*Extracted information*
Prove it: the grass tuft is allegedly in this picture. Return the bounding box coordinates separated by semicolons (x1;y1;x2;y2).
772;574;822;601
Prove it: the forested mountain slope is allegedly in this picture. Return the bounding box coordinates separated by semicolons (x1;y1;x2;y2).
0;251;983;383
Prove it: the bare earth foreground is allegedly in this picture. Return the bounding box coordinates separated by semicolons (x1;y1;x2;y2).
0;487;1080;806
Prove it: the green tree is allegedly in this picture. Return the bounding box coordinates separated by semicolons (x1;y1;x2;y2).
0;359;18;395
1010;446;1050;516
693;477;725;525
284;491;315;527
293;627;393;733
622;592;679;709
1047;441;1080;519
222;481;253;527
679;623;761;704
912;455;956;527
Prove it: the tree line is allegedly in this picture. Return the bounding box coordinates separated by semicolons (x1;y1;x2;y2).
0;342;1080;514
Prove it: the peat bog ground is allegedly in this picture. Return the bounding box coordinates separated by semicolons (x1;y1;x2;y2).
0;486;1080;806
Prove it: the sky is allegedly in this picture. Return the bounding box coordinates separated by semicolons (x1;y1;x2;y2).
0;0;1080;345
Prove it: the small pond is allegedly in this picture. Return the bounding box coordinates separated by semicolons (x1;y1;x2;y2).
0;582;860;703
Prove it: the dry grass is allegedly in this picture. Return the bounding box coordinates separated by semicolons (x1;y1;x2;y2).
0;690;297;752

*What to produce*
Format the listing above as a JSON list of strings, one string per line, from the line containing "Prove it: the dry" through the end of the listing, both included. Leave out any blank lines.

*Completed exercise*
[
  "Prove it: the dry grass is allegedly in this picture. Return the bounding box coordinates separated by semicolons (x1;y1;x2;y2).",
  "0;690;297;752"
]